■ What needs to be done
Switch "gets one point" to "earns a point" everywhere in the listing below, and reproduce every line otherwise unchanged.

■ Source data
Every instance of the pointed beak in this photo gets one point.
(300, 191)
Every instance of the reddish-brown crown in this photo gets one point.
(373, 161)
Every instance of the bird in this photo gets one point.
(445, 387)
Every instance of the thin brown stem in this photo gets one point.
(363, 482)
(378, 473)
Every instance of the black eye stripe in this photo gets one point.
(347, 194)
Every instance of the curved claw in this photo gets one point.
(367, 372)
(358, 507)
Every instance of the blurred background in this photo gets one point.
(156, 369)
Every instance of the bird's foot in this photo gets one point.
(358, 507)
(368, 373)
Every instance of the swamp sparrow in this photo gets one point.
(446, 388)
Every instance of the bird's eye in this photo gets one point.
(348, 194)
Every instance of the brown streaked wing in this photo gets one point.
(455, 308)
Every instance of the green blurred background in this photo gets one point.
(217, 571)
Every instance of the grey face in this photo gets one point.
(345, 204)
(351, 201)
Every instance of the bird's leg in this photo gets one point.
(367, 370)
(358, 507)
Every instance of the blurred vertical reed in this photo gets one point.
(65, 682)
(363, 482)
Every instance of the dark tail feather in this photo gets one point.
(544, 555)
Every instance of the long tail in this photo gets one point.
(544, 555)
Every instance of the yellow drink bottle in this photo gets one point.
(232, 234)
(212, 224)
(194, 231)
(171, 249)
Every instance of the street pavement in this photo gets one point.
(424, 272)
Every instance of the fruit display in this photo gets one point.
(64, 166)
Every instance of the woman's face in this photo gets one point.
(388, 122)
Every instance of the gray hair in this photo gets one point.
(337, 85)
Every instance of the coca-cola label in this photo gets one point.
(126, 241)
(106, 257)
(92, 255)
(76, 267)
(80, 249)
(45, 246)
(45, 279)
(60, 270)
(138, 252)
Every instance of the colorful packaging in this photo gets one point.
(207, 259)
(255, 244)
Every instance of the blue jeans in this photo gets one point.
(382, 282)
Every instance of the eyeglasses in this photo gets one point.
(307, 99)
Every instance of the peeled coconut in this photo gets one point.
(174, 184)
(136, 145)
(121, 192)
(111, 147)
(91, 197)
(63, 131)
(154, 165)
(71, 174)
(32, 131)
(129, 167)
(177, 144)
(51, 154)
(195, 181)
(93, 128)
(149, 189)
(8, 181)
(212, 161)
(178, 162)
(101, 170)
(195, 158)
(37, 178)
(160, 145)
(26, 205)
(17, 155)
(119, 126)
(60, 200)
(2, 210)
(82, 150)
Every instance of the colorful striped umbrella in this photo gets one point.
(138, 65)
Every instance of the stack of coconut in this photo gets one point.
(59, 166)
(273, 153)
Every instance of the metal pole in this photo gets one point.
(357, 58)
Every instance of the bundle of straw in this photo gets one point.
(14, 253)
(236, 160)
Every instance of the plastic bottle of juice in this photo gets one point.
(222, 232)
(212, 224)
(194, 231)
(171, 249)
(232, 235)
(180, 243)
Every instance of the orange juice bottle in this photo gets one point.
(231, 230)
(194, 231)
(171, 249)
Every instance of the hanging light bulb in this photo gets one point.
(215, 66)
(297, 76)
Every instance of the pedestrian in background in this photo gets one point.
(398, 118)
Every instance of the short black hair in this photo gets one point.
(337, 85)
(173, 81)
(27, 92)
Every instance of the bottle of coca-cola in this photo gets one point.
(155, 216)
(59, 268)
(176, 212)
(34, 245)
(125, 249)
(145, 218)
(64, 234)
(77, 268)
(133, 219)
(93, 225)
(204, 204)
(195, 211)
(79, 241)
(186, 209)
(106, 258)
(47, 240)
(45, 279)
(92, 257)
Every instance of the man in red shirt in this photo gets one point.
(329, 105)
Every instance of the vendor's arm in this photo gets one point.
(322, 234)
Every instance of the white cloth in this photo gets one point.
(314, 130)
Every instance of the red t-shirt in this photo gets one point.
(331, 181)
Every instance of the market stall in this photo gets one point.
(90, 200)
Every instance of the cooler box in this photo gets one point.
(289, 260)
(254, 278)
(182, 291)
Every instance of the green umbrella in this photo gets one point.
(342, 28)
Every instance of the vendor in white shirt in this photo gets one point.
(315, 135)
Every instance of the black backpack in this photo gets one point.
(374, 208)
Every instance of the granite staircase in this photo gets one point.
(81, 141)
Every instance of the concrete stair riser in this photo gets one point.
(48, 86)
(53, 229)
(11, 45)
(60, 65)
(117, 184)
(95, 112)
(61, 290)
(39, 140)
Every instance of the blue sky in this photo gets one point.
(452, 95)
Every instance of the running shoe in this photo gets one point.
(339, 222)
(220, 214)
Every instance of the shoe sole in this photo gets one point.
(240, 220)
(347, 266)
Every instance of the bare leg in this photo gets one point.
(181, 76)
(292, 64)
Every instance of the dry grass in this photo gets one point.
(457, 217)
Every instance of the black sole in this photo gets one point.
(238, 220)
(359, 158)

■ Result for this exercise
Every instance of the pointed beak in this photo earns a point.
(300, 191)
Every instance of the reddish-brown crown in this photo earns a point.
(373, 161)
Every instance of the bird in this photo earns a point.
(445, 387)
Every instance of the thin brown stem in this photo earns a point.
(363, 482)
(378, 473)
Every instance of the black eye stripe in this photo earns a point.
(347, 194)
Every instance of the curved claw in this photo earns a point.
(367, 372)
(358, 507)
Every instance of the blurred background in this photo earns a point.
(156, 369)
Every instance of the bird's foot in this photo earns a point.
(358, 507)
(368, 373)
Every instance of the swamp sparrow in this photo earns a point.
(446, 388)
Every instance of the bird's eye in this photo earns a point.
(348, 194)
Every instance of the brown streaked wing in this photo earns a point.
(455, 308)
Every instance of the green blurred background in this photo earns a point.
(217, 571)
Every instance of the grey face in this photo earns a point.
(345, 204)
(351, 201)
Every instance of the bird's leg in this photo earns a point.
(367, 370)
(358, 507)
Every instance of the blurred vertical reed in this photo earns a point.
(65, 682)
(363, 482)
Every instance of the dark tail feather in this photo earns a point.
(544, 555)
Every instance of the long tail in this photo earns a point.
(544, 555)
Every instance of the yellow drink bottle in this photo earns a point.
(232, 234)
(212, 224)
(194, 231)
(171, 249)
Every instance of the street pavement in this photo earns a point.
(424, 272)
Every instance of the fruit display in this photo earns a point.
(64, 166)
Every instance of the woman's face in this photo earns a point.
(388, 122)
Every instance of the gray hair in this photo earns a point.
(337, 85)
Every instance of the coca-cola label in this photo earns a point.
(126, 241)
(106, 257)
(92, 255)
(76, 267)
(80, 249)
(45, 246)
(45, 279)
(60, 270)
(138, 252)
Every instance of the colorful packaging in this photo earns a point.
(207, 259)
(255, 244)
Every instance of the blue jeans in this photo earns a point.
(382, 282)
Every instance of the eyeglasses in this photo earns a point.
(307, 99)
Every instance of the peeled coconut in this photo earns a point.
(174, 184)
(136, 145)
(121, 192)
(111, 147)
(91, 197)
(63, 131)
(154, 165)
(71, 174)
(32, 131)
(129, 167)
(177, 144)
(51, 154)
(195, 181)
(93, 128)
(149, 189)
(8, 181)
(212, 161)
(178, 162)
(101, 170)
(195, 158)
(37, 178)
(160, 145)
(26, 205)
(17, 155)
(119, 126)
(60, 200)
(2, 210)
(82, 150)
Every instance of the colorful striped umbrella in this photo earns a point.
(138, 65)
Every instance of the stack of coconut in this photo earns a point.
(59, 166)
(273, 153)
Every instance of the metal pole in this photo earns a point.
(357, 58)
Every instance of the bundle of straw in this photo earns a point.
(14, 253)
(236, 160)
Every instance of the plastic bottle of juice in this photo earns a point.
(222, 232)
(212, 224)
(194, 231)
(171, 249)
(232, 235)
(180, 243)
Every instance of the orange juice bottle in this photo earns a point.
(231, 230)
(194, 231)
(171, 249)
Every instance of the hanging light bulb in this photo earns a point.
(215, 66)
(297, 76)
Every instance of the pedestrian in background in this photo earns a point.
(398, 118)
Every instance of the short black hair in this photo earns a point.
(337, 85)
(173, 81)
(27, 92)
Every instance of the bottle of coca-cola in this photo earns a point.
(155, 216)
(59, 268)
(176, 212)
(34, 245)
(125, 249)
(145, 218)
(64, 234)
(77, 268)
(133, 219)
(93, 225)
(204, 204)
(195, 211)
(79, 241)
(186, 209)
(106, 258)
(47, 240)
(45, 279)
(92, 257)
Every instance of the man in red shirt in this photo earns a point.
(329, 105)
Every instance of the vendor's arm in this photo earns a point.
(322, 234)
Every instance of the white cloth in this photo earns a point.
(314, 130)
Every instance of the red t-shirt in this photo earns a point.
(331, 181)
Every instance of the market stall in this photo earns a point.
(90, 200)
Every instance of the cooler box in this photo earns a point.
(289, 260)
(254, 278)
(182, 291)
Every instance of the green umbrella in this photo earns a point.
(342, 28)
Every instance of the vendor in white shirt in this photo earns a point.
(315, 135)
Every instance of the black backpack in this photo earns a point.
(374, 208)
Every instance of the granite staircase in this photo earns a point.
(81, 141)
Every instance of the concrete stair riser in this photo earns a point.
(48, 86)
(53, 229)
(11, 45)
(60, 65)
(117, 184)
(95, 112)
(61, 290)
(39, 140)
Every instance of the blue sky in this photo earns a point.
(452, 95)
Every instance of the running shoe in this photo earns a point.
(339, 222)
(220, 214)
Every instance of the shoe sole in this photo earns a point.
(240, 220)
(347, 266)
Every instance of the bare leg in this photo earns a point.
(181, 76)
(292, 64)
Every instance of the dry grass in this photo earns a point.
(457, 217)
Every instance of the black sole in this photo earns a point.
(238, 220)
(359, 158)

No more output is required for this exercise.